[Dataset entries]
....

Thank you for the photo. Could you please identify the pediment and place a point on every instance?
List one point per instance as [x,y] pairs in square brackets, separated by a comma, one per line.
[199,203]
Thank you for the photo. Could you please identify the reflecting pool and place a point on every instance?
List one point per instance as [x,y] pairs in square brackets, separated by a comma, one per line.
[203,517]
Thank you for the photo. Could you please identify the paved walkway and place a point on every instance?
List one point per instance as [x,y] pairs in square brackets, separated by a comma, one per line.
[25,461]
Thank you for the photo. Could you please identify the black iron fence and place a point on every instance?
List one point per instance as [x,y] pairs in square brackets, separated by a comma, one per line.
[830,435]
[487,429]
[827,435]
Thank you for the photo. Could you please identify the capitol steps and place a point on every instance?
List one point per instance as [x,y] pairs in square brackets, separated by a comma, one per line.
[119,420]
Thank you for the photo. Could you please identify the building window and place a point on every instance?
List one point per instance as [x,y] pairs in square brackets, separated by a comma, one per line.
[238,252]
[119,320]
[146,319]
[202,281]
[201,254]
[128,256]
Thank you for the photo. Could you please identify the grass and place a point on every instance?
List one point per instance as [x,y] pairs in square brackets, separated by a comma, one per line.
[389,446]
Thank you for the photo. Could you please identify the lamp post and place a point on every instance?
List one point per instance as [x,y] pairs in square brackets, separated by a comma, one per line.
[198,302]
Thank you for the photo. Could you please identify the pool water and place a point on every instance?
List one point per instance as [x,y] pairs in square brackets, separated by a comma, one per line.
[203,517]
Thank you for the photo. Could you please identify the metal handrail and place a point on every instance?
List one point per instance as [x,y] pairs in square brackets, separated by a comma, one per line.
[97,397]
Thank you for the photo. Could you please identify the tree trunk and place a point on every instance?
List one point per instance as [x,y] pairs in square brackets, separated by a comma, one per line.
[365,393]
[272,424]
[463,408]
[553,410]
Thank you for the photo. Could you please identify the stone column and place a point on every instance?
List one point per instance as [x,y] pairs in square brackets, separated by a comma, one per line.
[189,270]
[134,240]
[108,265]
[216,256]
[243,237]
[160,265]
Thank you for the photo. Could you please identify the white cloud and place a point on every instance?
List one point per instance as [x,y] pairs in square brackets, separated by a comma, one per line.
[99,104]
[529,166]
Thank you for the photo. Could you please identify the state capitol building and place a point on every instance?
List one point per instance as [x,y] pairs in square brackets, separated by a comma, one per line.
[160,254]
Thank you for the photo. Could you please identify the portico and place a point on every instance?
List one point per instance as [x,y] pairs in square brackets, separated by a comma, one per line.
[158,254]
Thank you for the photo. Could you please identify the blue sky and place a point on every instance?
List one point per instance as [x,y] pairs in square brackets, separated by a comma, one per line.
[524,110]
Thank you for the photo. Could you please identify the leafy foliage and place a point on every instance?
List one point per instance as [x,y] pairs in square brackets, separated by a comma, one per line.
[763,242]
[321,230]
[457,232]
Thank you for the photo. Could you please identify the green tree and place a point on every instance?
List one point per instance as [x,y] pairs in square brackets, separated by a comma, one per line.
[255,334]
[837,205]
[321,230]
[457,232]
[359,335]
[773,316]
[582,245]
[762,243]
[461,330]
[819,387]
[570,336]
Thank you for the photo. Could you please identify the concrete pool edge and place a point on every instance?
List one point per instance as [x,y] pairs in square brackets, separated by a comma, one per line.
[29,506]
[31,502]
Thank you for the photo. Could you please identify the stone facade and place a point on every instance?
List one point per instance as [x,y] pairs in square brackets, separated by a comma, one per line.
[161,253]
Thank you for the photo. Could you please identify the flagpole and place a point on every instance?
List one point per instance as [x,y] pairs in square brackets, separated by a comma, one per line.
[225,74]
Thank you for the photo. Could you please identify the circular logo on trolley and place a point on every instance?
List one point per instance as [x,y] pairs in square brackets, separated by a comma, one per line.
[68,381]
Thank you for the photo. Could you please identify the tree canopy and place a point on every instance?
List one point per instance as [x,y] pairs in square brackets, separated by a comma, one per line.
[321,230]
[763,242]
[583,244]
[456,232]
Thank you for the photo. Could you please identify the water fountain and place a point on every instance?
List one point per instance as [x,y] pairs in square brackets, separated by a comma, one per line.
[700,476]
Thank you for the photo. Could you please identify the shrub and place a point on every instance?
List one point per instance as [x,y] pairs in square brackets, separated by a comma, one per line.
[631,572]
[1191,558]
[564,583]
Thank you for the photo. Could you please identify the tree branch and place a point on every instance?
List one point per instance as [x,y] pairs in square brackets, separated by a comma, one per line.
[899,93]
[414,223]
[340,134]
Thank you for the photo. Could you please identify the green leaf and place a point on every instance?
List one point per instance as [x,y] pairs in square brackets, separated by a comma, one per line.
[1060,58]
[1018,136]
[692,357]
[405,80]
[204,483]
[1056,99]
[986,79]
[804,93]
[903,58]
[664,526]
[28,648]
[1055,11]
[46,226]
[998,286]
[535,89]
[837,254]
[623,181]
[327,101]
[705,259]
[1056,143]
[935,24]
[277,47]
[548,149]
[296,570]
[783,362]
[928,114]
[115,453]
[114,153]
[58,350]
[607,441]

....

## Aim of the exercise
Above are the records. Copy every line in them holding "capitol".

## Solution for this task
Thank you for the photo. Could you please identify the capitol steps and place a point on every instance?
Thank you for the photo. Could you please identify the state capitol building and place a point on every instance?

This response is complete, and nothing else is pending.